===== Stored rows =====

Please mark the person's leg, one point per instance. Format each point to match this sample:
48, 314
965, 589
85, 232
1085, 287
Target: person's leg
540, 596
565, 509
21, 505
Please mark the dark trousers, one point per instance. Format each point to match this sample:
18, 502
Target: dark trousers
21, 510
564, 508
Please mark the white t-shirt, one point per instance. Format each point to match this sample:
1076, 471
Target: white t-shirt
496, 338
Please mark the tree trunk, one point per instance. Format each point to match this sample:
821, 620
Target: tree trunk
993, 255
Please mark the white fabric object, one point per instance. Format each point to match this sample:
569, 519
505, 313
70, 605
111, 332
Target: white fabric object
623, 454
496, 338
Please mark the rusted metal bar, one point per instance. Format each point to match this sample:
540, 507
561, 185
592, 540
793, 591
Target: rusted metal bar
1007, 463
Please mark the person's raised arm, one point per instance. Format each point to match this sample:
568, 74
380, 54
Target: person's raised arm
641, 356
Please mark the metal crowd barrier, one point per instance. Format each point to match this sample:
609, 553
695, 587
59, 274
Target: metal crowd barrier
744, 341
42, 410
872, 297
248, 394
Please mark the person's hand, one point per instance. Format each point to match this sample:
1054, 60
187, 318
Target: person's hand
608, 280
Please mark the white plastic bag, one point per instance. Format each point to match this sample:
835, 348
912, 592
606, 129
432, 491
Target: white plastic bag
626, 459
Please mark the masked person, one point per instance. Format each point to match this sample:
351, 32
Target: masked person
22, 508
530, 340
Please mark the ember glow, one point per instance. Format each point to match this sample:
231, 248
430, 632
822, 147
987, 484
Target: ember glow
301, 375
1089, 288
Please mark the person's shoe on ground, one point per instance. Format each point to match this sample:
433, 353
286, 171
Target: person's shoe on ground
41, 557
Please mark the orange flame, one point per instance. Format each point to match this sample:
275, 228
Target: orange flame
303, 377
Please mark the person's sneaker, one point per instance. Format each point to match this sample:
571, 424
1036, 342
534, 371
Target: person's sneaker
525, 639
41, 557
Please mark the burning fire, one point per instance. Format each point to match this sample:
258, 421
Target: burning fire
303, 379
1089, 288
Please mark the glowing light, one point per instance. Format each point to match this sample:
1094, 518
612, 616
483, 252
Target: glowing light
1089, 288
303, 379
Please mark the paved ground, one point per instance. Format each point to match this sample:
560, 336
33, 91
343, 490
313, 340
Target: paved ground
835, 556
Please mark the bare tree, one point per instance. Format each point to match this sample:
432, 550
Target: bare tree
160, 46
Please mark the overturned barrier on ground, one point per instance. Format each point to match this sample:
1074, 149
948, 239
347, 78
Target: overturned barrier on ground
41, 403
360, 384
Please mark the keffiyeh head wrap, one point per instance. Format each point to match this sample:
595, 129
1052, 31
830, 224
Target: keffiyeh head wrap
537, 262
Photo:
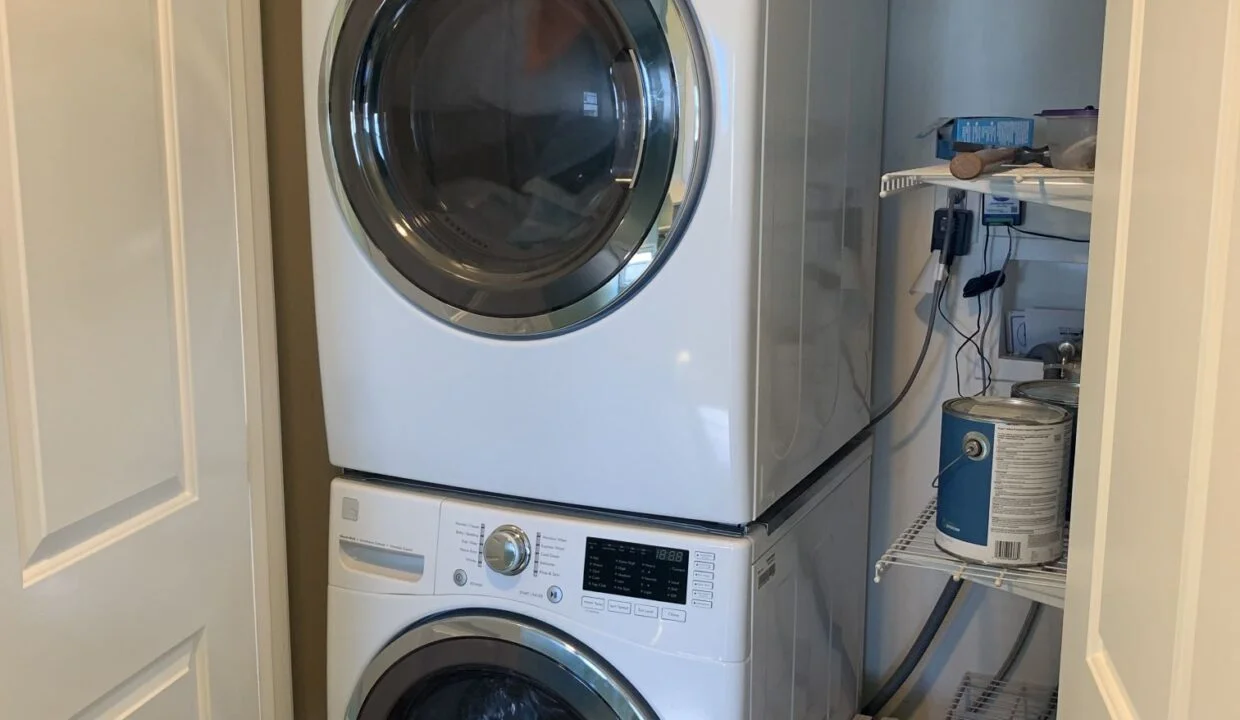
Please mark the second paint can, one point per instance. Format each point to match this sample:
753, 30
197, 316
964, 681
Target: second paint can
1002, 481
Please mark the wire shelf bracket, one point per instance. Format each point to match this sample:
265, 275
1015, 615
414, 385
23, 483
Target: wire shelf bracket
981, 698
915, 548
1065, 188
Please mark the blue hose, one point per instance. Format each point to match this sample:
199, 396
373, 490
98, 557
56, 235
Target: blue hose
946, 599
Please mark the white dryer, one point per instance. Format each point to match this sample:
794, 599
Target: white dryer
449, 609
609, 253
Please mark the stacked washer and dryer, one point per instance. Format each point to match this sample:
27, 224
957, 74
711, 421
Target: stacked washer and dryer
594, 290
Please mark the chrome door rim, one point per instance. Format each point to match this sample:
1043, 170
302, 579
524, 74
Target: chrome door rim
605, 299
613, 689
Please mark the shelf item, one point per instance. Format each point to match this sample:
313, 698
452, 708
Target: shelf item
915, 548
981, 698
1065, 188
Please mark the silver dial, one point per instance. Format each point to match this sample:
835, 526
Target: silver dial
507, 550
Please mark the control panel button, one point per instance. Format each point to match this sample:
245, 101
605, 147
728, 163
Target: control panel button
620, 606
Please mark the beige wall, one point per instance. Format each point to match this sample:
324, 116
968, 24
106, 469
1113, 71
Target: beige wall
306, 470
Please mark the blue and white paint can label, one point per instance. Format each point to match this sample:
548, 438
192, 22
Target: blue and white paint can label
1002, 488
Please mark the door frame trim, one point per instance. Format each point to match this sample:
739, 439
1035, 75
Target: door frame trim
265, 467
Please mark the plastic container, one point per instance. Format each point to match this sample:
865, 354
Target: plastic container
1071, 135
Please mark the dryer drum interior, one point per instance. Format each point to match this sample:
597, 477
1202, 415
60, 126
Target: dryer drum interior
478, 667
513, 159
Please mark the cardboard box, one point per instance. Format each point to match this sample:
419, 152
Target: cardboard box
987, 131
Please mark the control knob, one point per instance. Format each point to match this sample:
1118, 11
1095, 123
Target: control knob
507, 550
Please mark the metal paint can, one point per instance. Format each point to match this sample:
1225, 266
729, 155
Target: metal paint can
1002, 481
1065, 394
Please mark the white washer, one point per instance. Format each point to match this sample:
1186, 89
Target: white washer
590, 619
608, 253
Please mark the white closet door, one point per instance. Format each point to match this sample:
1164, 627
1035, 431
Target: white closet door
1151, 628
127, 570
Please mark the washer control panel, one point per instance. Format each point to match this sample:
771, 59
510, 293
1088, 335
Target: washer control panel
646, 580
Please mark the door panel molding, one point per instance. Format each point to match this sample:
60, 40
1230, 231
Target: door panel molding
185, 664
1150, 462
262, 367
51, 534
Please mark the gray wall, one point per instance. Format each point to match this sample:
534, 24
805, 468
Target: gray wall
945, 58
306, 471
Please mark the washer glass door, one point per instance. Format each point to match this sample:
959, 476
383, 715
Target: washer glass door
510, 164
491, 667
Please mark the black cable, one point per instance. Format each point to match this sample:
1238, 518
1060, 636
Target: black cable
966, 341
1049, 236
987, 369
990, 301
946, 599
940, 288
1005, 673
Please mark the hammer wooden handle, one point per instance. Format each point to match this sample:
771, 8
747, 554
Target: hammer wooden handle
970, 165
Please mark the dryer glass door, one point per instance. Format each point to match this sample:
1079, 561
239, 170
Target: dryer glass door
491, 667
515, 166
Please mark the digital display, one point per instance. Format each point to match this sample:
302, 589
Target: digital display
635, 570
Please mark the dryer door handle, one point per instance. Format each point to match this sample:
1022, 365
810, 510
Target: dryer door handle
382, 561
630, 83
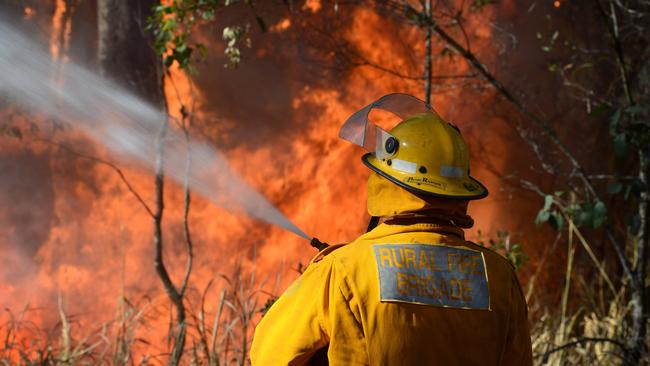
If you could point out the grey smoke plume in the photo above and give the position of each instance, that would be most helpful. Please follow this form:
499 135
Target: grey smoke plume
125 124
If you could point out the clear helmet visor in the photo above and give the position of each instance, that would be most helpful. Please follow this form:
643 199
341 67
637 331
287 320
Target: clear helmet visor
359 130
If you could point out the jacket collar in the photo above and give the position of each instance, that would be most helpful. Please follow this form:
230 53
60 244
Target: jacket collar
401 225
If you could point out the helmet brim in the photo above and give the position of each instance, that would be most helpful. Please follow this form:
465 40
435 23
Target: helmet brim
460 191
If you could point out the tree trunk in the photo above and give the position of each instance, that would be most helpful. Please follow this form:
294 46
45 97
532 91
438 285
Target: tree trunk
124 49
126 56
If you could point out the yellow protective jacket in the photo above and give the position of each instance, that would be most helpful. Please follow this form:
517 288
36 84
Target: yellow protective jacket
412 294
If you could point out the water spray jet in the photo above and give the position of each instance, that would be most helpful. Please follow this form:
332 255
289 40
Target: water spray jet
125 124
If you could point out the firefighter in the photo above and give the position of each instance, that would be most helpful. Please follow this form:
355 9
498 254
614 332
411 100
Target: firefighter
412 290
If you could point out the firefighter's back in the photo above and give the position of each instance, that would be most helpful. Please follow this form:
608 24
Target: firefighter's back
424 296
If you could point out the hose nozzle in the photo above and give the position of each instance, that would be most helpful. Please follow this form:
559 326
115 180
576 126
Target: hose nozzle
318 244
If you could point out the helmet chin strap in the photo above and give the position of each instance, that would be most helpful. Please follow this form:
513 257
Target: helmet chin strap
374 221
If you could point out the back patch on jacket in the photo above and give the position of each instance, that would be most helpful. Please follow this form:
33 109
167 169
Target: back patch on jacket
436 275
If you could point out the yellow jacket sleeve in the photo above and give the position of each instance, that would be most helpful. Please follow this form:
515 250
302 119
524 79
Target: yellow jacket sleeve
316 307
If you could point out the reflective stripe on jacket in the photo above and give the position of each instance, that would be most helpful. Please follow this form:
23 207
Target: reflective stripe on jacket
381 300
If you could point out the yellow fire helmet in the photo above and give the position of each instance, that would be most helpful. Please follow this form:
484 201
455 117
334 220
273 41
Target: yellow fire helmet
423 153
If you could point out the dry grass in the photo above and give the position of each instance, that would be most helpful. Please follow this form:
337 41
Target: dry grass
584 331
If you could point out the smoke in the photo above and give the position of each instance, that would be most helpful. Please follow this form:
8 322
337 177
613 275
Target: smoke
123 123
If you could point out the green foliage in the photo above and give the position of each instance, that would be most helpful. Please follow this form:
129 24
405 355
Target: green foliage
172 26
478 5
586 213
267 305
503 245
550 214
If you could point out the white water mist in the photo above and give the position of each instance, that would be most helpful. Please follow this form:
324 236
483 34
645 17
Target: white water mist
124 123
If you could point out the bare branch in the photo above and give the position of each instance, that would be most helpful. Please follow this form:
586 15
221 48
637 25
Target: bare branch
108 164
579 341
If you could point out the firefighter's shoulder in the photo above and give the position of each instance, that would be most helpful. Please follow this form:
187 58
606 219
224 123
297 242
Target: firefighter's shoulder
493 253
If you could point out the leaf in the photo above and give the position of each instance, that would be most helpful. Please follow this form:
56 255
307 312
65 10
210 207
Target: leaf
548 201
556 220
614 187
613 121
599 215
634 109
542 217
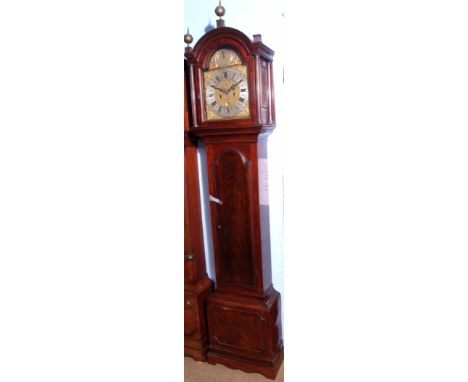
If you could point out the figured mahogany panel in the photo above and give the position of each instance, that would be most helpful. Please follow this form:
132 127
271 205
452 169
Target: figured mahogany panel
238 329
235 257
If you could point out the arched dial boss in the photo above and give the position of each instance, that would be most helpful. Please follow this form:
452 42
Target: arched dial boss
226 87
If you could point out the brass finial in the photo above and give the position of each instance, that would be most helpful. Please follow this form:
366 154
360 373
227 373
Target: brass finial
220 10
188 38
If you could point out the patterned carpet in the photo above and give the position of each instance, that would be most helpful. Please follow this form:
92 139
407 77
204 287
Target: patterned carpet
204 372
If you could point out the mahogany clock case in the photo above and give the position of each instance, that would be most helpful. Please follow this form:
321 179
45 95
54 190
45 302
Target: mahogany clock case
243 313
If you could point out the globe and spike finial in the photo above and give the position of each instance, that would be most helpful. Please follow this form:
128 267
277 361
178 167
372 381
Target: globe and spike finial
220 12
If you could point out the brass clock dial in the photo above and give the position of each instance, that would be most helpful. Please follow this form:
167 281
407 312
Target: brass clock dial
227 93
224 57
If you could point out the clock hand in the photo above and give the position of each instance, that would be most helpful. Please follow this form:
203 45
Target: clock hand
234 85
221 90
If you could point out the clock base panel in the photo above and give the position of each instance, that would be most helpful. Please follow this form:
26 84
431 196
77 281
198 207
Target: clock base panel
245 332
195 328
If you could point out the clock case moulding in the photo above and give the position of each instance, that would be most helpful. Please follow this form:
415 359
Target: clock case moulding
243 312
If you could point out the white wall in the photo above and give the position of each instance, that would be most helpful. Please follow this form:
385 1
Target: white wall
263 17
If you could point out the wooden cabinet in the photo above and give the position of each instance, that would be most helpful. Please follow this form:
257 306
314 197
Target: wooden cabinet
197 285
244 311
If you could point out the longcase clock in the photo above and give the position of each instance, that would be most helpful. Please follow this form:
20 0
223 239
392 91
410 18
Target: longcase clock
197 285
233 102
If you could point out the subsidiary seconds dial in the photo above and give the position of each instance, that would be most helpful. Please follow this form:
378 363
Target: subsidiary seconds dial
227 93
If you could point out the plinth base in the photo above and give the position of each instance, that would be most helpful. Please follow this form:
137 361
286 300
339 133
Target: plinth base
195 328
245 332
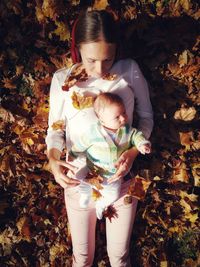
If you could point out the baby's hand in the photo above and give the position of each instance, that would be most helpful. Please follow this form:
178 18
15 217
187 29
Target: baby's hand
145 149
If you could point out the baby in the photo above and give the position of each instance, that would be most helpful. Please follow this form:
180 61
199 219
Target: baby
102 145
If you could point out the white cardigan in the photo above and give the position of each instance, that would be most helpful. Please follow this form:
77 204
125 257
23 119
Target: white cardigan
130 84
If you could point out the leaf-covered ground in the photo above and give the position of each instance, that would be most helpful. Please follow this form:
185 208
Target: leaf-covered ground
162 36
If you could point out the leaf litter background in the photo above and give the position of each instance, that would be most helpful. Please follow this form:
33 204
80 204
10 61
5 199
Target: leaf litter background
162 36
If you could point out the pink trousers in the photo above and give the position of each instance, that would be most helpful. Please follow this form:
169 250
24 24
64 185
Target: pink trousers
82 223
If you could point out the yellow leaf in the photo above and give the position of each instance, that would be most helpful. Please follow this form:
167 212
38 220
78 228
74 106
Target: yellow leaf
185 4
62 31
18 129
24 228
29 141
19 70
163 264
186 139
100 4
39 14
9 83
58 125
192 217
81 101
185 114
95 194
196 173
192 197
183 58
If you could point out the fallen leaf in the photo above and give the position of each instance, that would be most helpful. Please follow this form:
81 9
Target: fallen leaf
81 102
185 113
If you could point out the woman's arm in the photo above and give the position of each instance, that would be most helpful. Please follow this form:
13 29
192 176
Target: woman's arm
55 137
142 99
124 164
59 167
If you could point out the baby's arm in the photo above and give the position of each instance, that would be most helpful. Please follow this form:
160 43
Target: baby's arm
141 143
145 148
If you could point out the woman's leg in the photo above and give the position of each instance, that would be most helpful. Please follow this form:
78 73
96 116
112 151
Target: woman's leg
119 230
82 223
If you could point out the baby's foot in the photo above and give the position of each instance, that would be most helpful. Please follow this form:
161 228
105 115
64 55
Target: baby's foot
99 210
84 201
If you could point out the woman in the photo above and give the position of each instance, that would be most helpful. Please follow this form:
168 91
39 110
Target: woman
95 44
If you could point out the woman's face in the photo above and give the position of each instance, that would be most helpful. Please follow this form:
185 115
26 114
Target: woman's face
97 57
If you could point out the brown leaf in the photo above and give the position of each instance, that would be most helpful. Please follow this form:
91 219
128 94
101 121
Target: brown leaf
138 187
58 125
100 4
185 113
96 194
24 228
110 213
9 83
81 102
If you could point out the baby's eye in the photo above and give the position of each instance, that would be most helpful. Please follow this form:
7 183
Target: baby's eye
90 60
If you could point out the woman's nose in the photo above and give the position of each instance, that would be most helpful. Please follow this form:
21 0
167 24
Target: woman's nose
99 68
123 118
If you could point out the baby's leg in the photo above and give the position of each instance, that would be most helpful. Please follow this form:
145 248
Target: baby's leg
110 193
85 191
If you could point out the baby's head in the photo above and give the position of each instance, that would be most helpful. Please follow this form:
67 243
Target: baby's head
110 110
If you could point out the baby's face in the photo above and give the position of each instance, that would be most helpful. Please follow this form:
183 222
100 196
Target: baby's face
113 117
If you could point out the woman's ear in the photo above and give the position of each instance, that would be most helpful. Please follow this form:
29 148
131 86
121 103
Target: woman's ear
75 55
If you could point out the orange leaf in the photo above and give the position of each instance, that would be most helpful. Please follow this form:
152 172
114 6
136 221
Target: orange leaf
58 125
100 4
81 102
138 187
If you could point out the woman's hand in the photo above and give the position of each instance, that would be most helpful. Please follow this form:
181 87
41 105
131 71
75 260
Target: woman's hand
58 168
124 164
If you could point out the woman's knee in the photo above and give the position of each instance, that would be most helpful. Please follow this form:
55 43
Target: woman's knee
82 256
118 255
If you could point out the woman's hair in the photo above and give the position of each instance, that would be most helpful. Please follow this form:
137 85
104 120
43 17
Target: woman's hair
93 26
105 100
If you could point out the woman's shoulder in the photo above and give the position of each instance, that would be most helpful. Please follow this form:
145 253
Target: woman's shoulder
61 74
125 65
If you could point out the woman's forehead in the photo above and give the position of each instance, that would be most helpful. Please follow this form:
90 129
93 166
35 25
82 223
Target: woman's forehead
98 48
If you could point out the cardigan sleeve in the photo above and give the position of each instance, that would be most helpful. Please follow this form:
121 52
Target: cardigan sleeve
142 100
55 138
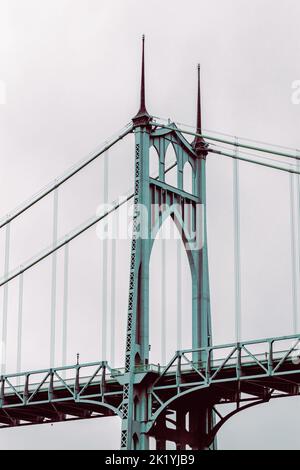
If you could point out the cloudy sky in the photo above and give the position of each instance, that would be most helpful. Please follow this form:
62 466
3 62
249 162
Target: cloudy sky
69 77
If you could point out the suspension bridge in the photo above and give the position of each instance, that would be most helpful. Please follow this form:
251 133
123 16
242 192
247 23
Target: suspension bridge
180 399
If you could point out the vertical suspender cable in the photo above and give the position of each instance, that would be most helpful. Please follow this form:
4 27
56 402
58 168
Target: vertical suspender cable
236 238
113 292
104 265
53 286
293 252
5 300
65 305
179 295
298 228
163 299
20 324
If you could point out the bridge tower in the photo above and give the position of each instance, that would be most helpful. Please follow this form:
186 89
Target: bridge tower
184 208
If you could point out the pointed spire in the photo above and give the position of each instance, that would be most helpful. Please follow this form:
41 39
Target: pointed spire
199 144
199 103
142 118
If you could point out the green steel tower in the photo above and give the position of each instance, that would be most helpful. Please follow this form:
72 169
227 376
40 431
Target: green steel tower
184 208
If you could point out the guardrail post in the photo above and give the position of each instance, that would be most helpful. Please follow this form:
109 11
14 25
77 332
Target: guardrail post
239 361
26 389
208 364
270 358
178 371
77 383
51 387
103 381
2 392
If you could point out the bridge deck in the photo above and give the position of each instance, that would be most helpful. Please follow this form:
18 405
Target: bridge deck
231 373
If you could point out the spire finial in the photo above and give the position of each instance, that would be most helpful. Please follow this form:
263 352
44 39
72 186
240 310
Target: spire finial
199 144
142 117
199 103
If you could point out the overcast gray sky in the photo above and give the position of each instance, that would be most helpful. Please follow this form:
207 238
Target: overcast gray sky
71 70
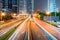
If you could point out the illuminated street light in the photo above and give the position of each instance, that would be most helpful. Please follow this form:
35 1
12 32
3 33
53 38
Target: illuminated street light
14 14
3 14
48 13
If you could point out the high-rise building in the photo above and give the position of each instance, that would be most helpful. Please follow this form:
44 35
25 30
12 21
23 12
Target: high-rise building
5 5
52 5
30 6
14 6
26 6
20 6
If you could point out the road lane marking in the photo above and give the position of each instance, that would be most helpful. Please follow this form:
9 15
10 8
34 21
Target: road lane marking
51 36
17 31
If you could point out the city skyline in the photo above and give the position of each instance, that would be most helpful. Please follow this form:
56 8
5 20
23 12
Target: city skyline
42 5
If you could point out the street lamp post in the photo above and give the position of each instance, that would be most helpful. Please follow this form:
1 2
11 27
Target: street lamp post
2 14
48 14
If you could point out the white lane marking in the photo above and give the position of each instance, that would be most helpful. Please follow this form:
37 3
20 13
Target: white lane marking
10 28
14 35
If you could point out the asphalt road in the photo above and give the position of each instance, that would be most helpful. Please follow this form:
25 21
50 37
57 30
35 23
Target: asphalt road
6 27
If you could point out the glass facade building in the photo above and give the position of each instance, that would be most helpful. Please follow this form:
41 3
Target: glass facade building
52 5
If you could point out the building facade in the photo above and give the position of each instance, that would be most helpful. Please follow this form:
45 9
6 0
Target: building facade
52 5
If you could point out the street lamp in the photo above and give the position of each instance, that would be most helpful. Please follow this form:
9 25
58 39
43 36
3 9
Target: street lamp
2 14
14 14
48 13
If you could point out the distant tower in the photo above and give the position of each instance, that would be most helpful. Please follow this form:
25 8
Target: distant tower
52 5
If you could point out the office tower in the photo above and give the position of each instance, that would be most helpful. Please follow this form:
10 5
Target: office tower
30 6
52 5
14 6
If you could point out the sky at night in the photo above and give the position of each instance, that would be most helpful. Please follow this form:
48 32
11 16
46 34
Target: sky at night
42 5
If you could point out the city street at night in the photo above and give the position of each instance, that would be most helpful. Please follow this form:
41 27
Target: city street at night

=====

◆ **Directions for this task**:
Take every line from the one containing "If you could point out the distant" to the end of the listing and output it exactly, with nothing else.

◆ **Written response**:
If you could point out the distant tower in the photo above and give the position of each instance, that would be most helpful. Please follow this form:
25 8
Target: distant tower
52 5
If you could point out the office tower in the photo above and give the position of each instance, that would be most helpful. Please follow this form:
10 5
Target: office tower
30 6
52 5
14 6
If you could point out the sky at night in the photo above and give the position of each instance, that would be most helpful. Please follow this form:
48 32
11 16
46 34
Target: sky at night
42 5
If you could point out the city street at night in the photo above and give the position of each instance, that would be most helpful. Please follow this form:
41 27
Target: city street at night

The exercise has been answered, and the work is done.